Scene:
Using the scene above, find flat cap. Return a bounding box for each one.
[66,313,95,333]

***

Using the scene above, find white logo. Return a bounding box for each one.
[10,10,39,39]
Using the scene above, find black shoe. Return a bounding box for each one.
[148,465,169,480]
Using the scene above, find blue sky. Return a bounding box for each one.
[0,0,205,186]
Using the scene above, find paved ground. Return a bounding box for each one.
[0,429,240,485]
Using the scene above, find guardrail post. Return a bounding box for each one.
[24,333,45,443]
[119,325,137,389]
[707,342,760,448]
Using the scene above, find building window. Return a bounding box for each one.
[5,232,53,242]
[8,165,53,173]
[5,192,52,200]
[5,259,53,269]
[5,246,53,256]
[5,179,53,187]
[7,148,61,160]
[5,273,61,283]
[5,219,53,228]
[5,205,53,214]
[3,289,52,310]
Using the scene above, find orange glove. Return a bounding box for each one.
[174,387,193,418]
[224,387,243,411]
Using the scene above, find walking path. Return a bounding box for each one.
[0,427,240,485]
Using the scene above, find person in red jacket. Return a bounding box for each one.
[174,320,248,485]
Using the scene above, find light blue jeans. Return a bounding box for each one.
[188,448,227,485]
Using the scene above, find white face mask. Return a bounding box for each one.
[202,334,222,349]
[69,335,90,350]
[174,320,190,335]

***

## GOAL OF THE EXERCISE
Reproduce the rows above word for word, starting at the line that contains "Using the scene above, find black" and ending at the line that contains "[174,320,248,485]". Include both of those lines.

## RESPONSE FOR THIS EXERCISE
Using the scene above, find black shoe. Return a bounding box for each one.
[148,465,169,480]
Using the scene above, find blue sky. Return a bounding box for each one.
[0,0,205,186]
Using the scene above, find paved ground. Return a bounding box for each one.
[0,429,240,485]
Using the scene above, find guardrail post. Return a bounding box for each one.
[24,333,45,443]
[119,325,137,389]
[707,342,760,448]
Using the scene above, find building window. Return a bounding box for each one.
[5,232,53,242]
[8,165,53,173]
[5,192,52,200]
[5,259,53,269]
[5,246,53,256]
[5,179,53,187]
[7,148,61,160]
[5,273,61,283]
[5,219,53,228]
[5,205,53,214]
[3,289,52,310]
Using the scene above, find orange glove. Return a bounding box for each one.
[174,387,193,418]
[224,387,243,411]
Using the scene above, find walking path. Return a bounding box for each one.
[0,427,240,485]
Using the scene above, find person in red jacket. Return a bounding box for each one.
[174,320,248,485]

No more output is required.